**What to produce:**
Please restate the listing that follows without changing anything.

**Input data:**

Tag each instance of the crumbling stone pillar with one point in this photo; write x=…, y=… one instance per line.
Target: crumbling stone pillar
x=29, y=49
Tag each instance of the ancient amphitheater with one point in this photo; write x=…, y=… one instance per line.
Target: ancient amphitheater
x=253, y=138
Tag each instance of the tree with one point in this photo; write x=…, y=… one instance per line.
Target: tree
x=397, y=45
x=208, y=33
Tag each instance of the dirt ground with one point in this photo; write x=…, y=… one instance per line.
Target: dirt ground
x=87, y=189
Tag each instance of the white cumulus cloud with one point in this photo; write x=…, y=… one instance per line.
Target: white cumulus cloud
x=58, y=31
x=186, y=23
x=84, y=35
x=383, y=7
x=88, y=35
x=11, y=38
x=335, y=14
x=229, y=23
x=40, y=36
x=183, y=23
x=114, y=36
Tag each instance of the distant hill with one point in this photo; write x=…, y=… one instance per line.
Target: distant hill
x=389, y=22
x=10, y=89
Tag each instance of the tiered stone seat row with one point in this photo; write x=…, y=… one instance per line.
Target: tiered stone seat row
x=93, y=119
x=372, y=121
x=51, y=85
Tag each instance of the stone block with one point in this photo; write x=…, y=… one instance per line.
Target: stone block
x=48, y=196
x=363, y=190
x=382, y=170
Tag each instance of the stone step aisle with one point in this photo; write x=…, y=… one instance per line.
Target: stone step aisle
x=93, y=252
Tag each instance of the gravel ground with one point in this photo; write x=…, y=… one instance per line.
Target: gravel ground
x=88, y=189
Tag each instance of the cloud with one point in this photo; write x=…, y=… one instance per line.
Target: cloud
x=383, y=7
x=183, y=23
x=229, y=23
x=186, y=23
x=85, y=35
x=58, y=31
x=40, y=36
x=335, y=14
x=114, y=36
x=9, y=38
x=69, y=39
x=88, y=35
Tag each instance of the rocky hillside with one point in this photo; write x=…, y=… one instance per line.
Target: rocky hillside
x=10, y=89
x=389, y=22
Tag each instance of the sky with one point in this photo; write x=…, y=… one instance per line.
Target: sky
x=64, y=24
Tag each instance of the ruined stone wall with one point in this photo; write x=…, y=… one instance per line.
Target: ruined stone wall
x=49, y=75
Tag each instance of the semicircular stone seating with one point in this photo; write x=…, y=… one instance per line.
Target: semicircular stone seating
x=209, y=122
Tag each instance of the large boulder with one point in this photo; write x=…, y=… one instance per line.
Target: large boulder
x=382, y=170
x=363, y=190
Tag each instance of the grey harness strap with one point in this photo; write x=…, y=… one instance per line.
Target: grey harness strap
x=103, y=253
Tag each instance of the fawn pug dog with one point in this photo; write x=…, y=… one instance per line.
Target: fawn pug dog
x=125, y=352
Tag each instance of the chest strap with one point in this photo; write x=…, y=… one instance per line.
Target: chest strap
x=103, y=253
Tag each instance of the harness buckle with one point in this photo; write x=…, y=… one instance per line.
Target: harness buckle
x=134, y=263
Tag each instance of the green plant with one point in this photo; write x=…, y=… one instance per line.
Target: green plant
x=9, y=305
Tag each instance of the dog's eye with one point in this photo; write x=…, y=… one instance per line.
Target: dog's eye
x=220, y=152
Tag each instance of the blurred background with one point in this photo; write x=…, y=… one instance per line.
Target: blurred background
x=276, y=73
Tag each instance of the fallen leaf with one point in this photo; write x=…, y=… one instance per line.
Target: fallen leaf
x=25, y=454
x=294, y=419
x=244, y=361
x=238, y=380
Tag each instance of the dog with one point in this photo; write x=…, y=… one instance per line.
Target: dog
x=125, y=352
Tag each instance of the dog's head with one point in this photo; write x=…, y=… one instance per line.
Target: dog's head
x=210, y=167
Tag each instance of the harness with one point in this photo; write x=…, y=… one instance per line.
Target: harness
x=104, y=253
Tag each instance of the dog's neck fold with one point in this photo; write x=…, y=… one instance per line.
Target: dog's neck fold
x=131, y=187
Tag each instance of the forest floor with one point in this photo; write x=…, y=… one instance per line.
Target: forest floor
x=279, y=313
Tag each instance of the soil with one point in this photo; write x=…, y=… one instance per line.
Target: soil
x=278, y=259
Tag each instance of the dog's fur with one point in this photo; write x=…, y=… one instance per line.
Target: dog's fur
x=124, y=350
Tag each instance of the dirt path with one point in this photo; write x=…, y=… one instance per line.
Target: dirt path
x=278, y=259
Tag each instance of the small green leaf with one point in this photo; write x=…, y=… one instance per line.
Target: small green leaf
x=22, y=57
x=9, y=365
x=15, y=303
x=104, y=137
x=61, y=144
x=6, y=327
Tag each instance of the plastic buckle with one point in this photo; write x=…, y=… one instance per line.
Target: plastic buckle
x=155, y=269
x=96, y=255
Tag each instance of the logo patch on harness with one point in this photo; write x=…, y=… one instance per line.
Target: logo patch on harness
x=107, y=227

**Written solution:**
Tag each instance of the crumbling stone pillar with one point in this photo; write x=…, y=… one instance per line.
Target: crumbling stone pillar
x=29, y=49
Tag each instance of the ancient amphitheater with one point in this photo; write x=…, y=… one instance per line.
Target: ancient amphitheater
x=253, y=138
Tag each instance of the tree with one point in this photo; write x=…, y=… one instance per line.
Target: tree
x=397, y=45
x=208, y=33
Tag each instance of the dirt ground with one point in this photo; write x=…, y=… one instance per line.
Target: dirt ground
x=87, y=189
Tag each instance of the white cumulus cloud with one point in this photo; write x=…, y=… one instance per line.
Target: white cumulus cloud
x=58, y=31
x=186, y=23
x=84, y=35
x=383, y=7
x=88, y=35
x=11, y=38
x=335, y=14
x=229, y=23
x=40, y=36
x=183, y=23
x=114, y=36
Tag each instance of the distant hill with one point in this photo; write x=…, y=… one instance per line.
Target: distant hill
x=389, y=22
x=10, y=89
Tag each instance of the tiered stone seat row with one point in this photo; write x=…, y=… one instance per line.
Target: tiered stone seat row
x=93, y=119
x=372, y=121
x=51, y=85
Tag each instance of the stone block with one point in this photo; write x=…, y=… one instance per line.
Target: stone block
x=48, y=196
x=363, y=190
x=382, y=170
Tag each instance of the stone step aisle with one point in this photo; write x=…, y=… one instance per line.
Target: stone step aisle
x=93, y=252
Tag each instance of the gravel ground with one point in this photo; write x=…, y=… one instance per line.
Target: gravel ground
x=88, y=189
Tag each instance of the cloud with one point in this photo; write x=…, y=… one instance per line.
Target: cloud
x=383, y=7
x=183, y=23
x=229, y=23
x=186, y=23
x=85, y=35
x=58, y=31
x=40, y=36
x=335, y=14
x=114, y=36
x=9, y=38
x=69, y=39
x=88, y=35
Tag each instance of the rocky hillside with one point in this photo; write x=…, y=… one instance per line.
Target: rocky hillside
x=10, y=89
x=389, y=22
Tag each instance of the sky with one point in this photo; write x=…, y=… one instance per line.
Target: sky
x=64, y=24
Tag each instance of the ruined stone wall with one point in this photo; write x=…, y=… one instance per line.
Target: ruined stone wall
x=49, y=75
Tag each instance of the semicircular stone seating with one point in this photo; write x=…, y=… one instance per line.
Target: semicircular stone seating
x=209, y=122
Tag each instance of the large boulder with one point in this photo; write x=…, y=… one instance per line.
Target: large boulder
x=382, y=170
x=363, y=190
Tag each instance of the grey harness strap with one point in this photo; write x=…, y=… one instance per line.
Target: grey harness strap
x=103, y=253
Tag each instance of the fawn pug dog with one point in this photo; write x=…, y=… one instance per line.
Target: fawn pug dog
x=125, y=352
Tag each instance of the chest strap with one point in this photo; write x=…, y=… one instance per line.
Target: chest strap
x=103, y=253
Tag each instance of the harness buckle with one point in this photo; write x=…, y=… one instance per line.
Target: harness buckle
x=134, y=263
Tag each instance of the green plant with one point in this photo; write x=…, y=… one instance per line.
Target: green plant
x=9, y=305
Tag each instance of the dog's eye with one point in this photo; write x=…, y=… one instance per line.
Target: dog's eye
x=220, y=152
Tag each instance of the blurred background with one point in this photo; write x=…, y=… one instance per line.
Target: blurred background
x=276, y=73
Tag each instance of the fallen leaf with one point in this photo; write x=…, y=… one instance per line.
Target: fallen leaf
x=25, y=454
x=294, y=419
x=244, y=361
x=238, y=380
Tag each instance of the dog with one point in this photo; write x=…, y=… one instance per line.
Target: dog
x=125, y=352
Tag each instance of the dog's head with one point in this photo; write x=…, y=… one instance per line.
Target: dog's head
x=210, y=167
Tag each instance of the harness with one point in this photo; write x=…, y=… one instance per line.
Target: harness
x=104, y=253
Tag each instance of the dog's neck fold with one point in this photo; write x=…, y=… one instance per line.
Target: dog's neck fold
x=131, y=187
Tag each instance of the forest floor with one point in this photo; write x=…, y=… one instance per line.
Target: forest floor
x=279, y=313
Tag each instance of the soil with one point in this photo; write x=…, y=… one instance per line.
Target: soil
x=278, y=259
Tag each instance of the dog's fur with one point in this photo; write x=…, y=… one instance per line.
Target: dog's fur
x=124, y=350
Tag each instance of the dirt path with one point in this photo; write x=…, y=… one instance per line.
Target: dirt path
x=278, y=259
Tag each instance of the small green leaf with one point in this photo; write x=…, y=… one instance per line.
Target: small green leaf
x=22, y=57
x=9, y=365
x=15, y=303
x=104, y=137
x=61, y=144
x=6, y=327
Tag each instance of the plastic buckle with one point in this photo; write x=…, y=… one instance per line.
Target: plastic buckle
x=155, y=269
x=96, y=255
Tag each instance of the logo patch on harness with one point in this photo; write x=…, y=… one instance per line.
Target: logo patch on harness
x=107, y=227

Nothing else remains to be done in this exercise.